----- Extract to read
Cameron Wake, Andy Dalton

Miami Dolphins defensive end Cameron Wake (91) sacks Cincinnati Bengals quarterback Andy Dalton (14) in the end zone for a safety duringovertime of an NFL football game, Friday, Nov. 1, 2013, in Miami Gardens, Fla. The Dolphins defeated the Bengals 22-20 in overtime. (AP Photo/Wilfredo Lee)


Members of the Bengals said after Thursday night’s walk-off safety that they thought the officials got the call wrong, and that Cincinnati’s Andy Dalton was outside the end zone when Miami’s Cameron Wake hit him and pushed him back in. But the NFL says the officials got the call right.

“In my opinion, the ball was out of the end zone and so I don’t get it,” said Bengals coach Marvin Lewis, who is a member of the NFL’s competition committee.

Dalton admitted that he doesn’t know the rule, but he felt like he was beyond the goal line before Wake tackled him into the end zone.

“I don’t know exactly the rule, if it’s the foot or the ball -- I don’t know what it is. From the replay I thought it was out, but I don’t know. I’m obviously not an official. I don’t know how they judge that,” Dalton said.

But the rule is clear: The position of Dalton’s feet or the rest of his body is irrelevant, and the entire ball would have had to be outside the end zone before Wake hit Dalton for it not to be a safety. NFL head of officiating Dean Blandino appeared on NFL Network shortly after the game to explain the call.

“The key is the position of the ball in relation to the goal line when Dalton is first contacted by Wake,” Blandino said. “We had a great look at it - a look right down the goal line. When Wake first makes contact with Dalton, the ball is breaking the plane of the goal line. If any part of that ball is breaking the plane when the contact occurs, and he is driven back into the end zone, it’s a safety. That was the ruling. It was reviewed in replay and confirmed. The entire ball has to be out of the end zone when the contact occurs for it not to be a safety.”
----------
----- Records
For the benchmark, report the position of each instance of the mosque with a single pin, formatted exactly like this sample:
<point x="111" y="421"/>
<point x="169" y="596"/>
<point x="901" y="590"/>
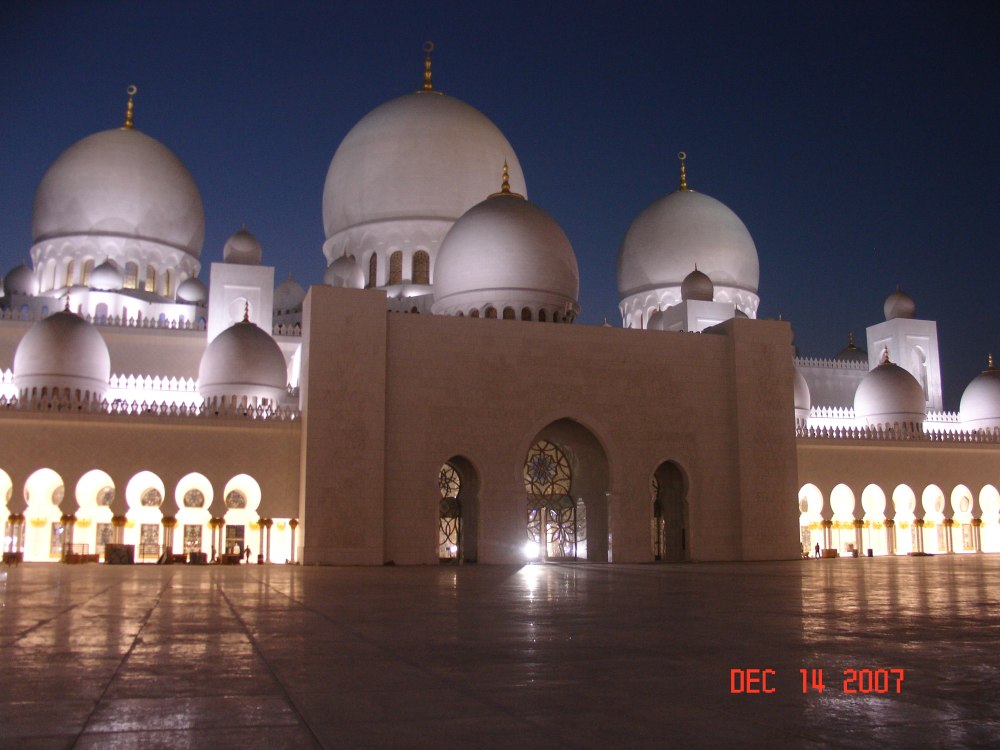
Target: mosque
<point x="432" y="400"/>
----------
| Tasks to complete |
1/ Name every person mentioned by name in the safety article.
2/ Answer these from the safety article:
(a) What was the final score of the game?
(b) What NFL committee does Marvin Lewis belong to?
(c) On what network did Dean Blandino explain the call?
These rows have no connection to the safety article.

| Expected results |
1/ Cameron Wake, Andy Dalton, Wilfredo Lee, Marvin Lewis, Dean Blandino

2/
(a) The Dolphins won 22-20 in overtime.
(b) The competition committee.
(c) NFL Network.